EXCERPTED PASSAGE -

The times when a lack of money was an obstacle to running your own business are long gone. Crowdfunding has somehow become a phenomenon in the 21st century. The idea of crowdfunding has developed in a rapid pace and, surprisingly, it has been easily accepted by the society. Thanks to its fast growth, we now have several types of crowdfunding, which we can use depending on the needs of our product and target audience.

Types of crowdfunding – table of contents:

  1. Equity-based crowdfunding
  2. Rewards-based crowdfunding
  3. Pre-sales crowdfunding
  4. Debt-based crowdfunding
  5. Donation-based crowdfunding
  6. Types of crowdfunding – summary

Equity-based crowdfunding

The first business funding option is equity-based crowdfunding, which is also known as investment crowdfunding. As the name suggests, it is a certain way of investing money. The concept is relatively young since it has only been around for 11 years. This solution is frequently used by startups all over the world.

Thanks to it, it is possible to skip traditional ways of raising money for your business. Companies and startups which use equity-based crowdfunding don’t provide their investors with any rewards, but offer them shares instead. The method is so advantageous that everyone who’s interested can participate in it. Over time, as the value of your business increases, the acquired shares can be either sold or distributed as dividends (profit sharing).

It is interesting that entrepreneurs using equity-based crowdfunding aren’t allowed to raise more money than the amount declared at the beginning of the process. This is strictly connected with the number of shares of a given enterprise.

The greatest advantage of equity-based crowdfunding is the fact that it is a modern and advanced form of business funding, and simultaneously the best regulated in legal terms. Platforms that offer equity-based crowdfunding are Beesfund, Seedrs oraz Crowdcube.

types of crowdfunding

Rewards-based crowdfunding

It is considered as one of the most popular models of crowdfunding. An entrepreneur offers their donors specific goods or services in exchange for a financial support of a given project. Unlike in equity crowdfunding, investors here are not receiving an ownership stake of the company.

In most cases, the value of the offered reward isn’t proportional to the payment made, and it depends on the size of the deposited funds. It is usually an item related to a product or service, which thanks to Internet users, will be launched on the market, e.g. a poster or a video promoting the project.

INPUT DATA -
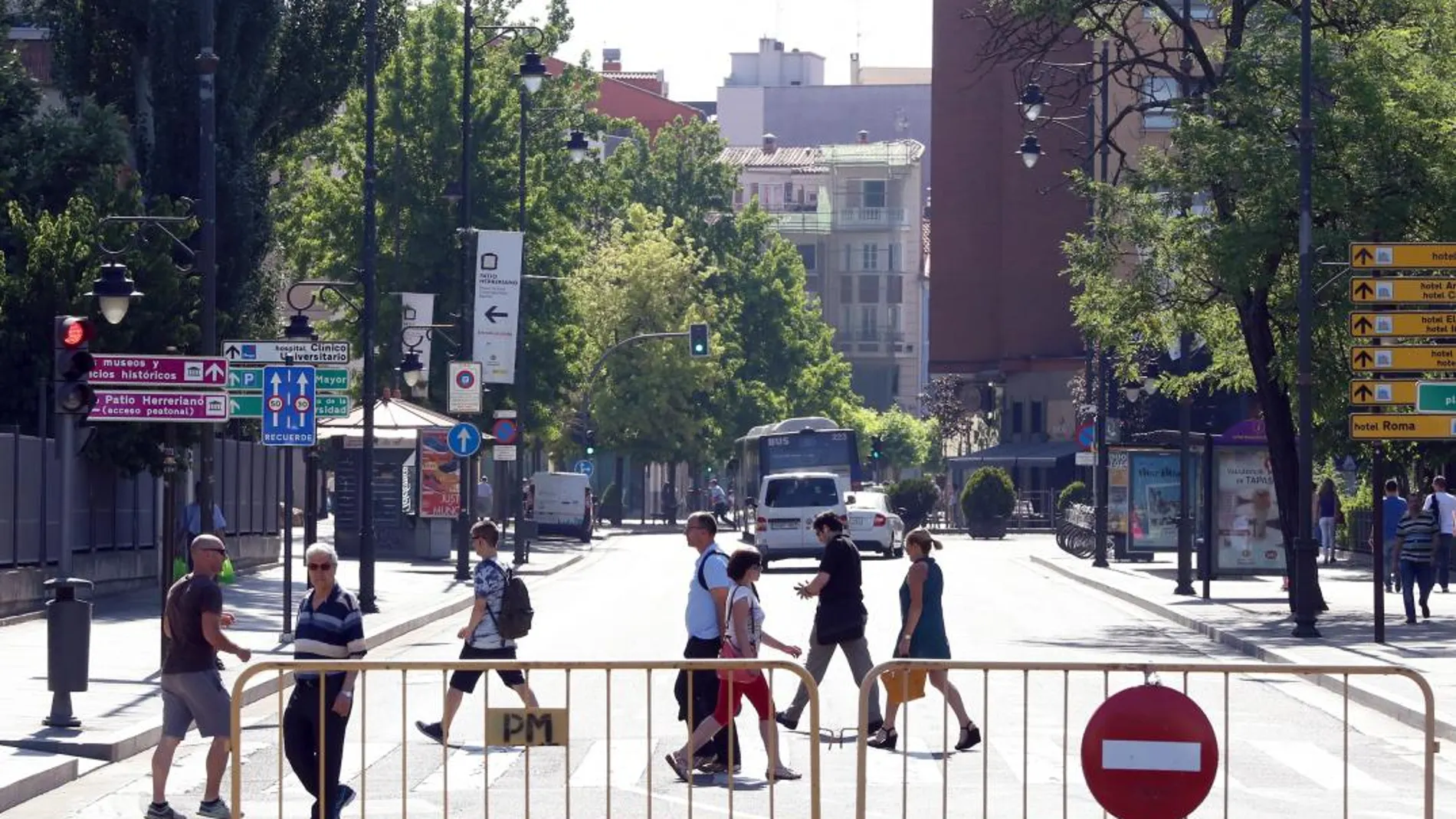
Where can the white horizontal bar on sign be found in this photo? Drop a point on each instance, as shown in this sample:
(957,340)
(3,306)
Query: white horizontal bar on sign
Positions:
(1146,755)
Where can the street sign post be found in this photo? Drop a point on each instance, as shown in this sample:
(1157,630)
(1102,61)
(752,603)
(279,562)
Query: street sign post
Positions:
(464,440)
(1402,255)
(289,406)
(465,395)
(1149,752)
(251,405)
(159,370)
(278,352)
(249,378)
(497,303)
(1402,359)
(1402,427)
(179,406)
(1404,323)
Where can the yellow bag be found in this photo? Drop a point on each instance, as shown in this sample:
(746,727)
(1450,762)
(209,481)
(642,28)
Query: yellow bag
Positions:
(903,686)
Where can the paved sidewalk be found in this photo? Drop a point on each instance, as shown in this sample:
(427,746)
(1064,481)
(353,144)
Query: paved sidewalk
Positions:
(1251,614)
(121,712)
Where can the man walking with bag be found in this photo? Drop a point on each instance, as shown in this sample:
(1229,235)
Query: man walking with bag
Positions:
(839,621)
(707,607)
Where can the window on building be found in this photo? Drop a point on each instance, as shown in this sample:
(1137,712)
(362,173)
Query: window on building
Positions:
(808,254)
(873,192)
(870,290)
(1159,89)
(870,323)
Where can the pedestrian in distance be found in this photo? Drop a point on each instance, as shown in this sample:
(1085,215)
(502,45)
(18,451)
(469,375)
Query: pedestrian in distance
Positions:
(707,608)
(490,634)
(330,627)
(839,620)
(922,636)
(191,687)
(1414,550)
(743,631)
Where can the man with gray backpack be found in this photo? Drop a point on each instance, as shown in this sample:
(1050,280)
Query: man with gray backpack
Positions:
(501,614)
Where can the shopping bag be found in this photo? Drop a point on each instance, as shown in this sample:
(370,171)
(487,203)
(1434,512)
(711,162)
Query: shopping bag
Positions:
(903,686)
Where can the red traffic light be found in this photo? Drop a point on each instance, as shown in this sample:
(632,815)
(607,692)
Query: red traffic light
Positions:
(74,332)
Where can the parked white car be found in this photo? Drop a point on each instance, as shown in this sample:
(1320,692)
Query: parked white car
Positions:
(875,526)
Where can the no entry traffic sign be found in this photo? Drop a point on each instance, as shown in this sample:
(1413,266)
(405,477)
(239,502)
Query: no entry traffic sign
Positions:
(1149,752)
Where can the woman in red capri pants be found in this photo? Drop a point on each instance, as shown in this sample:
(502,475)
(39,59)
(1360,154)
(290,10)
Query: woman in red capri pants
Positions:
(744,632)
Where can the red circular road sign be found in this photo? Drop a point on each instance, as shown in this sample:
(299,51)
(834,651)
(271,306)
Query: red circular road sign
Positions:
(1149,752)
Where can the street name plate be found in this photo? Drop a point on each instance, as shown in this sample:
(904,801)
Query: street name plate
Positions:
(1412,290)
(159,370)
(1402,427)
(179,406)
(1405,323)
(1402,359)
(1382,393)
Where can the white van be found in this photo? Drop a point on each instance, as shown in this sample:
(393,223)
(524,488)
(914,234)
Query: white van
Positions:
(786,506)
(561,503)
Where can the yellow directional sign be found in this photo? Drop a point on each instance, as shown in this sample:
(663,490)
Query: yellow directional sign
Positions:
(1402,255)
(1382,393)
(1408,290)
(1402,359)
(1408,323)
(1402,427)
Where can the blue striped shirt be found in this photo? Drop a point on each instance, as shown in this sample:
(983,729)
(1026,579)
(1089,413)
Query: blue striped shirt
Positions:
(331,632)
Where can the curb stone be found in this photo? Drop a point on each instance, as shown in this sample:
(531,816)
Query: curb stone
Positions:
(1395,709)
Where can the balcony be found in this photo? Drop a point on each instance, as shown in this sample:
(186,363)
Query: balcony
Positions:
(871,218)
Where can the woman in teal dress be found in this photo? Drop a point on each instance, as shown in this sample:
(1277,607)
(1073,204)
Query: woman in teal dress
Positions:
(922,636)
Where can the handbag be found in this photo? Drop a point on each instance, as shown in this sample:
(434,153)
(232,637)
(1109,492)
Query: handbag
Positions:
(839,621)
(726,650)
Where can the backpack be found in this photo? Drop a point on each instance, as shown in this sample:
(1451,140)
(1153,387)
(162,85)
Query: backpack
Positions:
(516,616)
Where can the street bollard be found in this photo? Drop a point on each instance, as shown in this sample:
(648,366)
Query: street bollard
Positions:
(67,642)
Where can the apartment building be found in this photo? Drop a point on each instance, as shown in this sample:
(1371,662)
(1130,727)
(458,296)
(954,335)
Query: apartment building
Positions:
(854,213)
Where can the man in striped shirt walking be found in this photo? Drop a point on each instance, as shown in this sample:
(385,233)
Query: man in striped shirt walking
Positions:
(1414,549)
(330,627)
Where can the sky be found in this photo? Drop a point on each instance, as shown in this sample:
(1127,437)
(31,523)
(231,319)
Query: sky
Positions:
(690,40)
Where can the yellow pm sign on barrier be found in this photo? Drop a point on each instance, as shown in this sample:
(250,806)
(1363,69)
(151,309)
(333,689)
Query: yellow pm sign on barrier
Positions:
(527,726)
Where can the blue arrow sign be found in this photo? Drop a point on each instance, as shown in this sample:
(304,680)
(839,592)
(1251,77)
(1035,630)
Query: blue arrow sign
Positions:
(289,406)
(465,440)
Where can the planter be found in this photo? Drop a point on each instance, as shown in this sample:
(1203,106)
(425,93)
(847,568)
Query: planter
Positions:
(993,529)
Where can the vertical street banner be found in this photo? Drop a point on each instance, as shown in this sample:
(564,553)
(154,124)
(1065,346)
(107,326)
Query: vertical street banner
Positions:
(417,310)
(497,303)
(438,474)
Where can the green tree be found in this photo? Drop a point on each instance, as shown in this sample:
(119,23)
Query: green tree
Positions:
(1213,218)
(651,398)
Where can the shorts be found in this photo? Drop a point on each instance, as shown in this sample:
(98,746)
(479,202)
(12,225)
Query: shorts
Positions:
(757,694)
(197,696)
(466,680)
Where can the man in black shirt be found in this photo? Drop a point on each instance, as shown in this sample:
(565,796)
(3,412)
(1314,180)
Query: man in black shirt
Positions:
(839,620)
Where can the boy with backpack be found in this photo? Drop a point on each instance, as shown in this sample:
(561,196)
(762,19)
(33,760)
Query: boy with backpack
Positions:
(501,614)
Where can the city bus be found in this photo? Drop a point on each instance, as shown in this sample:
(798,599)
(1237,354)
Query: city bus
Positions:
(799,444)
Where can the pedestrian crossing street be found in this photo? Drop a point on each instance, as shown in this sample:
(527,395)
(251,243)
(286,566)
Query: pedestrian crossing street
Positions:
(1268,775)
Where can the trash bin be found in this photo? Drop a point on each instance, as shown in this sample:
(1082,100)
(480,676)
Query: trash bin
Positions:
(67,642)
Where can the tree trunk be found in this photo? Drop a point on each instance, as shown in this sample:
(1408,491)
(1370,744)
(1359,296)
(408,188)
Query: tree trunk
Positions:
(1279,428)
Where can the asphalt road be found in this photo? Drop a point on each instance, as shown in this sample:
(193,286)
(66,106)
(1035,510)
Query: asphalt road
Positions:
(625,603)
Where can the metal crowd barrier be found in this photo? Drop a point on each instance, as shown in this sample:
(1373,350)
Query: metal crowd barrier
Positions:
(516,726)
(920,802)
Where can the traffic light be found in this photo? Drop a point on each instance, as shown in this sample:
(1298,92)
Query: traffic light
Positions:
(73,365)
(698,341)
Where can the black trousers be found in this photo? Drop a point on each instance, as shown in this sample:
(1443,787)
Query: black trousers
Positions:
(300,742)
(705,699)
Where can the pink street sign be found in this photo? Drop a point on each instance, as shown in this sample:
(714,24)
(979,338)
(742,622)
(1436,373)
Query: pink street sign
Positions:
(159,370)
(159,405)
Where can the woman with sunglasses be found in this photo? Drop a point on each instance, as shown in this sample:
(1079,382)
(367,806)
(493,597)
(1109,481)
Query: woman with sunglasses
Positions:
(743,631)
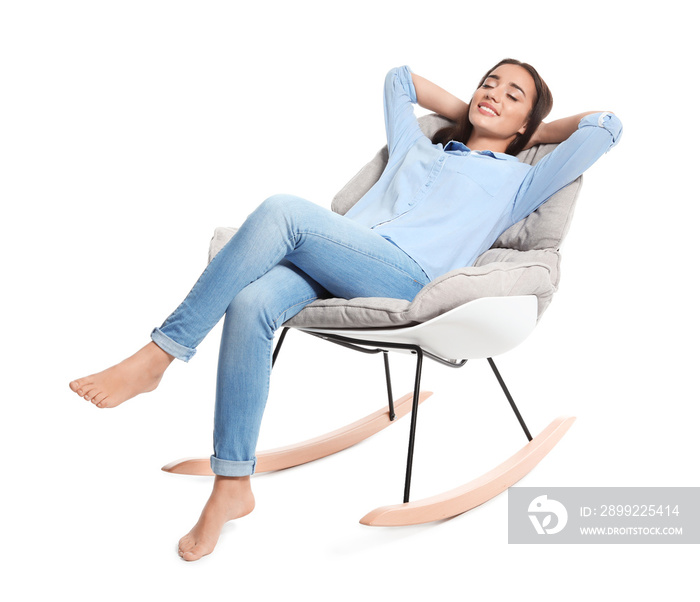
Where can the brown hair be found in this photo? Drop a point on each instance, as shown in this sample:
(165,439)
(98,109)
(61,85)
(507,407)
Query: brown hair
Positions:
(462,130)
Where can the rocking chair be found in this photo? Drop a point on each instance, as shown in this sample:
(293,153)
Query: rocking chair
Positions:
(469,313)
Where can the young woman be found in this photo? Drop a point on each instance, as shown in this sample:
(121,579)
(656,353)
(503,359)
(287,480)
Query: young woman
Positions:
(437,206)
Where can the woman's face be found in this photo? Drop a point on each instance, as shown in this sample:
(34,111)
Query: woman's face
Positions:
(501,105)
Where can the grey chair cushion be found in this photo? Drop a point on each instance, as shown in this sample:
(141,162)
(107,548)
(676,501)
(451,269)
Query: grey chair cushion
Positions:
(523,261)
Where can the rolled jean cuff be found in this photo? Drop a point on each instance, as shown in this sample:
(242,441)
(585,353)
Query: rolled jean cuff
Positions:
(169,346)
(231,468)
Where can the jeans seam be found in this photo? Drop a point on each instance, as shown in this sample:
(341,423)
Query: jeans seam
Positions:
(361,252)
(304,301)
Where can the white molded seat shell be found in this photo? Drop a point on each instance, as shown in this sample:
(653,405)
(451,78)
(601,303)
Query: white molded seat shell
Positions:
(482,328)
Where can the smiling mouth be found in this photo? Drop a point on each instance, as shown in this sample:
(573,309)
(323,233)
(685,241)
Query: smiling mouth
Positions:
(486,110)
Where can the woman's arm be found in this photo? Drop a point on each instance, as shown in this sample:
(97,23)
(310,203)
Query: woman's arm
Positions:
(557,131)
(434,98)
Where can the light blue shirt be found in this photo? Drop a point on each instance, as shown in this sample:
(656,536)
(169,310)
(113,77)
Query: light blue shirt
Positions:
(445,206)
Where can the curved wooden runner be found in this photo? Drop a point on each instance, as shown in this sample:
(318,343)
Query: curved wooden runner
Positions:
(312,449)
(476,492)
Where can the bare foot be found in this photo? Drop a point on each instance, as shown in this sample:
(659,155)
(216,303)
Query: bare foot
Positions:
(137,374)
(231,498)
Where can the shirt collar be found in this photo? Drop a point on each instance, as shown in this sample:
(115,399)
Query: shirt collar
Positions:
(457,148)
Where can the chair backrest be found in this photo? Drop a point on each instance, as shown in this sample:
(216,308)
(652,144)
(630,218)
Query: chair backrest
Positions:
(537,237)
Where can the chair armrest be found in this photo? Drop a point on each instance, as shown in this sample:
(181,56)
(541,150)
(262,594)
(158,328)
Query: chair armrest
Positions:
(498,279)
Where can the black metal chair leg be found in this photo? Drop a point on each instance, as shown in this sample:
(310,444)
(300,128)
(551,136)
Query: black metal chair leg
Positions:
(414,419)
(510,399)
(279,346)
(392,414)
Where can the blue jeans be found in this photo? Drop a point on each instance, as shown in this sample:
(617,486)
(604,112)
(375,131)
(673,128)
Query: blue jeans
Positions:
(286,254)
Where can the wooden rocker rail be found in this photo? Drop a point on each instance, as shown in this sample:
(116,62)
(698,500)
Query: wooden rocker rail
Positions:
(312,449)
(476,492)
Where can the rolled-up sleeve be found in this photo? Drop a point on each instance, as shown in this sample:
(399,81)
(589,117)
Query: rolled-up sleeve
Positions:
(597,133)
(402,129)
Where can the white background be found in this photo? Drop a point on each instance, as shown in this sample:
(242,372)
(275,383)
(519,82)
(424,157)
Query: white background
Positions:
(130,129)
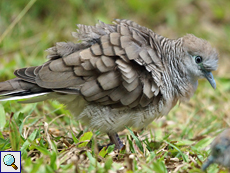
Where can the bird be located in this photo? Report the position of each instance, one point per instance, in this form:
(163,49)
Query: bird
(220,151)
(120,74)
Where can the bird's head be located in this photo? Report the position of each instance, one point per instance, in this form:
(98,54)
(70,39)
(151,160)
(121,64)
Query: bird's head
(200,59)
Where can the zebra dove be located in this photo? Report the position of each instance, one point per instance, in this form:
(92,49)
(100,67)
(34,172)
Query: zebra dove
(220,150)
(120,74)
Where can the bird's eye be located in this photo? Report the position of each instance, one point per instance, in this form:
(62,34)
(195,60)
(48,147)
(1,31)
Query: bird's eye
(198,59)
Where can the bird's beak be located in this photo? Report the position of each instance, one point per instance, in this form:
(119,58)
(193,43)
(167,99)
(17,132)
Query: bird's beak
(210,78)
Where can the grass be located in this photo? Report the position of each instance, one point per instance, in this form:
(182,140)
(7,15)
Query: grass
(46,133)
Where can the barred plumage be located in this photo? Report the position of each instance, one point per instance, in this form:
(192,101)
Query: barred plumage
(126,75)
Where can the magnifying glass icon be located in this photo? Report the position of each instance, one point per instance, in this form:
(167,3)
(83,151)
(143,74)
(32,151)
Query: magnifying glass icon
(9,160)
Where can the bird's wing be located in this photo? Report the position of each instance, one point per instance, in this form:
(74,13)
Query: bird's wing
(114,65)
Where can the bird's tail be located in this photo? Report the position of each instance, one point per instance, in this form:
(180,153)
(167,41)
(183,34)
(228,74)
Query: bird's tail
(18,89)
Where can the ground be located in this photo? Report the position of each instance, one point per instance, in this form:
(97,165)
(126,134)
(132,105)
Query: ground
(46,133)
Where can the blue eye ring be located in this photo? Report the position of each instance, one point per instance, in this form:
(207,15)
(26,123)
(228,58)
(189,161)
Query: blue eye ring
(198,59)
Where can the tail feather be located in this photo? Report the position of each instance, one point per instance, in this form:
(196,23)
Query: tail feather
(17,89)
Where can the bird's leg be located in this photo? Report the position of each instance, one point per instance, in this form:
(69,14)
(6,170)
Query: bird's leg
(114,139)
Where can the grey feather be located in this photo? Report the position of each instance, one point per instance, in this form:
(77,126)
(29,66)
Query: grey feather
(126,74)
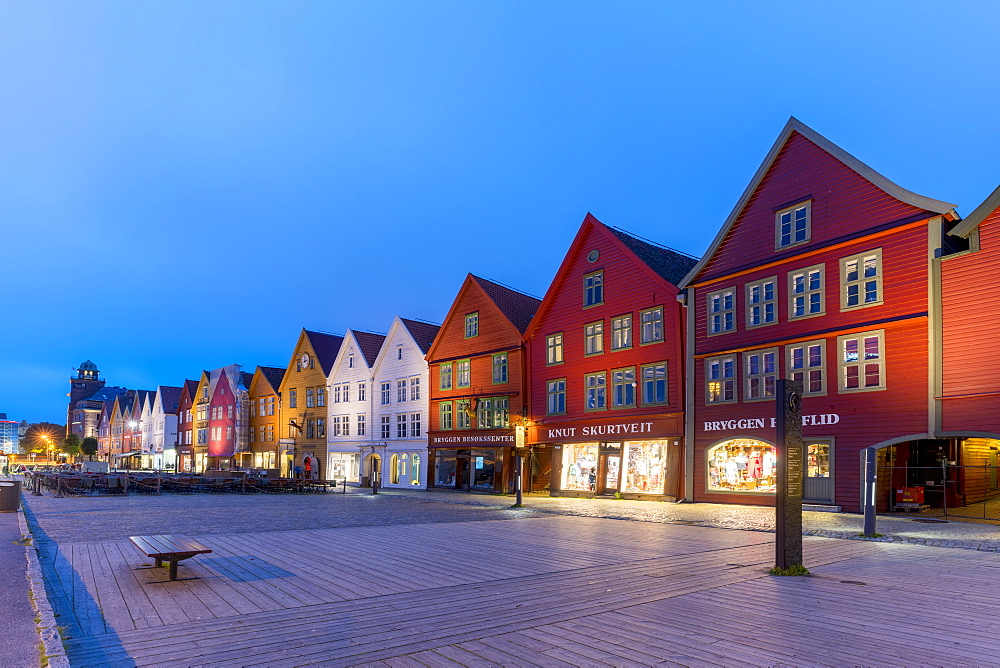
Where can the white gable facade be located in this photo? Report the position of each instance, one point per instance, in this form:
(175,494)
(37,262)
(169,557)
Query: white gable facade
(348,422)
(400,403)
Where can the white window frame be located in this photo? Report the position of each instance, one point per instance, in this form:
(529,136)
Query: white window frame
(757,302)
(554,349)
(807,292)
(791,213)
(727,381)
(716,321)
(845,364)
(802,365)
(861,283)
(651,328)
(760,374)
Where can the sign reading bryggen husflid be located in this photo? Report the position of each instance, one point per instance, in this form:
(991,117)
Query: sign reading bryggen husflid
(821,274)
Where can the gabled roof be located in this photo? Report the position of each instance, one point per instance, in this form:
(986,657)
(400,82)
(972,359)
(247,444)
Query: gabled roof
(170,397)
(273,375)
(326,347)
(517,307)
(422,332)
(795,126)
(981,213)
(671,265)
(370,344)
(658,262)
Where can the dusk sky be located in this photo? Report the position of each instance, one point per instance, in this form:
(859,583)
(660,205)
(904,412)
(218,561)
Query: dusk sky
(185,185)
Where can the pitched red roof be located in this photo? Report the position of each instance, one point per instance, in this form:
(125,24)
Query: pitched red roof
(516,306)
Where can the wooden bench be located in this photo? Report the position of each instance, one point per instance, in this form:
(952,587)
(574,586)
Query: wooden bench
(170,549)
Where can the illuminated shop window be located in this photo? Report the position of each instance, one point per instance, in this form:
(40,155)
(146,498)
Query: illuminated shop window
(742,465)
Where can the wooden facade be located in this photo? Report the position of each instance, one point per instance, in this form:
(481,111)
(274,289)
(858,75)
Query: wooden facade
(606,368)
(843,301)
(478,388)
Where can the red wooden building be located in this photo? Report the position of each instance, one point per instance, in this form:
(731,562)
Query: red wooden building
(477,389)
(824,272)
(969,397)
(606,368)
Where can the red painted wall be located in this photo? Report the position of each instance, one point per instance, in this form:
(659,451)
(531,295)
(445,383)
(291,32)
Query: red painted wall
(970,304)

WHAT YOU NEED TO DO -
1. Name every type of crowdfunding listed in the crowdfunding article's table of contents.
2. How many lines of the records contain the string "building", with case counting? Reply with the number only.

EXPECTED RESULTS -
1.
Equity-based crowdfunding
Rewards-based crowdfunding
Pre-sales crowdfunding
Debt-based crowdfunding
Donation-based crowdfunding

2. 6